Records shown
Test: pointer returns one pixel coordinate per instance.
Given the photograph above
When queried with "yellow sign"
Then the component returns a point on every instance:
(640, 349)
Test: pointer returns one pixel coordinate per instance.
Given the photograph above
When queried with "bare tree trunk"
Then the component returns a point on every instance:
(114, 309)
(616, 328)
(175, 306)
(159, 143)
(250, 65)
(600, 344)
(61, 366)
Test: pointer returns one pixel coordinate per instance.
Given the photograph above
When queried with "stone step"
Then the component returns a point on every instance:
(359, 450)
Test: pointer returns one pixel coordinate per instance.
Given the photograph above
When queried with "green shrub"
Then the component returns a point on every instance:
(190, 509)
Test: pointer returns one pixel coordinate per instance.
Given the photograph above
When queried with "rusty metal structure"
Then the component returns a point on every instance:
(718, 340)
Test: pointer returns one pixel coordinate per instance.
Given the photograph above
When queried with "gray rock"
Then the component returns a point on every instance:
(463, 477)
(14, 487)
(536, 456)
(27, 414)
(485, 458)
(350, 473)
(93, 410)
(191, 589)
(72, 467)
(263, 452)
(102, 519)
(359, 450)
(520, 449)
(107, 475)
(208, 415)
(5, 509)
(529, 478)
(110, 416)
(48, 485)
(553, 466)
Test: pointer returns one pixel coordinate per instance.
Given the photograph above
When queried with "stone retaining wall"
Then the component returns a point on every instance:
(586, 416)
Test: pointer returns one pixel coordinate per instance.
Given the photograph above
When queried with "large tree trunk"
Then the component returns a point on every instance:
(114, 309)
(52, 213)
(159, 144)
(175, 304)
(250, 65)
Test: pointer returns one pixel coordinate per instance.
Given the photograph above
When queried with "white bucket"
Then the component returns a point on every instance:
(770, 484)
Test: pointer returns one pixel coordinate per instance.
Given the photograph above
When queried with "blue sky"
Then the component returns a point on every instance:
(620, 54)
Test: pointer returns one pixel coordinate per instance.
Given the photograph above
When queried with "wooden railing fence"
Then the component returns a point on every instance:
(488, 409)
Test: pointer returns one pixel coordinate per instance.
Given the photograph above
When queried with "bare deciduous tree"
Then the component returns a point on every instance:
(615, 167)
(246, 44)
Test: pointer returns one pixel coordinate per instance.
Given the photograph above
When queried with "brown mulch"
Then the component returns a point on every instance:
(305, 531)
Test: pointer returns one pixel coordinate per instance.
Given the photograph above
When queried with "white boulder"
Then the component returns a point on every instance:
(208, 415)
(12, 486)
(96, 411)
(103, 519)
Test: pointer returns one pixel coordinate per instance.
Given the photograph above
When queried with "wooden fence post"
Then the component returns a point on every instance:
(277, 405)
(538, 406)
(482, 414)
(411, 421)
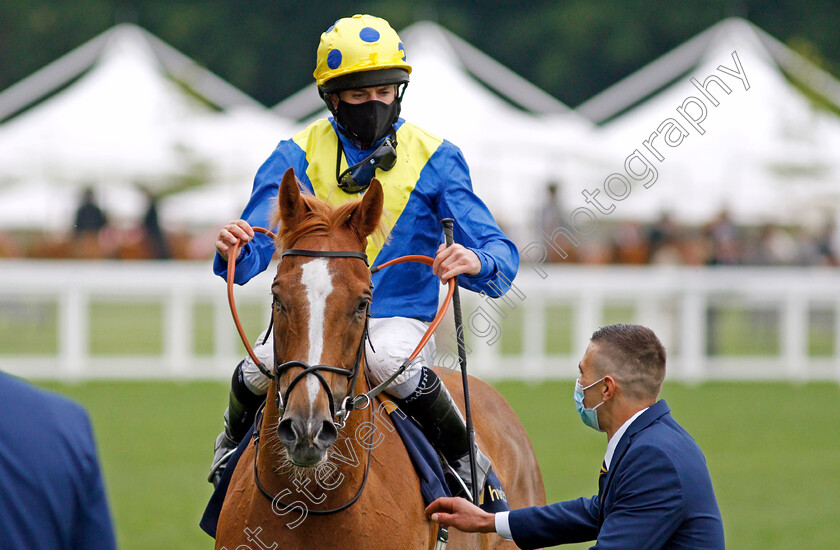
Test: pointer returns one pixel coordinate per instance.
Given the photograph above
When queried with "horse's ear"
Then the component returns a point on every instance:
(365, 217)
(291, 205)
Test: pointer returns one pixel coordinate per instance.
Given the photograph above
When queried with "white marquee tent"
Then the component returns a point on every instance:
(125, 110)
(768, 153)
(515, 137)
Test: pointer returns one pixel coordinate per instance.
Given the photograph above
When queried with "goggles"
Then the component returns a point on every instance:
(357, 178)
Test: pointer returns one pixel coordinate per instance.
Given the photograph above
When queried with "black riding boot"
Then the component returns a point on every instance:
(432, 407)
(239, 417)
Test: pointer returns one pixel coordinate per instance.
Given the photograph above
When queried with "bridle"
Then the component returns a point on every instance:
(350, 401)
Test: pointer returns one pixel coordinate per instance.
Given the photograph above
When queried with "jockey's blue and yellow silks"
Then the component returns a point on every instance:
(430, 182)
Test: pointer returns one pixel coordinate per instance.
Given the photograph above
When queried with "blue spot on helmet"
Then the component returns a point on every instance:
(369, 34)
(334, 59)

Exercise details
Quote each line of the listing exactly, but leave the pictures out.

Completed task
Test: pointer returns one pixel coordinate per instance.
Given the photograph above
When queried with "yellow sign"
Then the component returns a point on every instance:
(640, 349)
Test: pointer returns one pixel coordinate per instance.
Given the photograph above
When queried with "bare tree trunk"
Then the component returns a point on every instance:
(114, 309)
(616, 328)
(175, 306)
(159, 143)
(250, 65)
(600, 344)
(61, 366)
Test: pointer returns one pixel coordinate per instance.
Given the photograph above
When queried with "stone step"
Then the component returns a point on every instance:
(359, 450)
Test: pointer returns one pixel coordinate per instance.
Given the photograph above
When queried with "green shrub"
Then the component returns a point on every instance:
(190, 509)
Test: pointer returns one pixel coordinate per instance.
Given the photograph above
When queried with "rusty metal structure"
Then the component returns a point on every instance:
(718, 340)
Test: pointer returns one pixel coordinate per instance.
Given the photograph above
When queried with "gray rock"
Then the component returns a point on every instance:
(463, 477)
(14, 487)
(536, 456)
(27, 414)
(485, 458)
(350, 473)
(93, 410)
(191, 589)
(72, 467)
(263, 452)
(102, 519)
(359, 450)
(520, 449)
(107, 475)
(208, 415)
(5, 509)
(529, 478)
(110, 416)
(48, 485)
(553, 466)
Test: pointer returns one pixel coordinate per instance.
Given the photograph above
When queried with "stone retaining wall"
Then the component returns a point on every instance:
(586, 416)
Test: pointer returns one pixel coordinate per instance.
Given the photograph above
When queried with "large tree trunk"
Then the component returns a point on every instance:
(114, 309)
(52, 213)
(159, 144)
(175, 304)
(250, 65)
Test: pointer returns one pixel coordinate per instance.
Given the photograph above
When queried with "white bucket"
Then the component returns a point on every instance:
(770, 484)
Test: pointer returns one pixel coordinate per instance.
Given the photograph above
When queried with "blue sky"
Then the component returns a point on every instance:
(620, 54)
Test: pointer returns one pixel coordinate per instance.
Given the photograph above
When queried with "wooden railing fence"
Then the component returns a point on every instance:
(488, 409)
Test: pointer returns one pixel coordinate per instance.
Given the photograph above
When queried with "bare deciduous tree"
Then the component returns a point on every instance:
(615, 167)
(246, 44)
Test: pointer returns one pixel coordinate per instance.
Given the photograph above
When queried with "brown mulch"
Then the component returns a point on every instance:
(305, 531)
Test: pointer returns one pixel coordinate per instance.
Given the photograph above
When queried with "white boulder"
Then the component returns a point on every instance:
(208, 415)
(12, 486)
(96, 411)
(103, 519)
Test: pointer returns one pixel coordinate per instance.
Given the photograph above
When queried with "wooden fence post"
Then the component returns a point on every instance:
(277, 405)
(538, 406)
(482, 414)
(411, 421)
Test: pointer returns one pixel coordinate per instance.
Given the photograph above
When queried with "horse's ear"
Then the component returns a point on every instance:
(365, 217)
(291, 205)
Test: pointer returns one pixel coordinate per instance.
Given the photograph above
When queried with "white marquee tent"
Then the component returns a point on every instance:
(125, 110)
(768, 153)
(515, 137)
Test: pointer returns one pixel coordinate per instance.
Given the photograph above
When queried with "goggles"
Then the component returns a point on every instance:
(357, 178)
Test: pointer returns one pixel coordinate per instance.
Given the photograph above
When queried with "black riding boot"
Then the component returns a point on every instance:
(432, 407)
(239, 417)
Test: pointer returns one pixel coordinate per instance.
Given the photograph above
When queried with "bridle"
Then the component returns a point on every instance:
(350, 401)
Test: pointer returns one pixel coordinate per instance.
Given the photograph above
When queried with "jockey's blue and yellow silks"
Then the component returns a point on every instance:
(430, 182)
Test: pointer returns one pixel coordinate per instance.
Given the photograph above
When queried with "blue spot on helmet"
Then the component returns a point on every instance:
(369, 34)
(334, 59)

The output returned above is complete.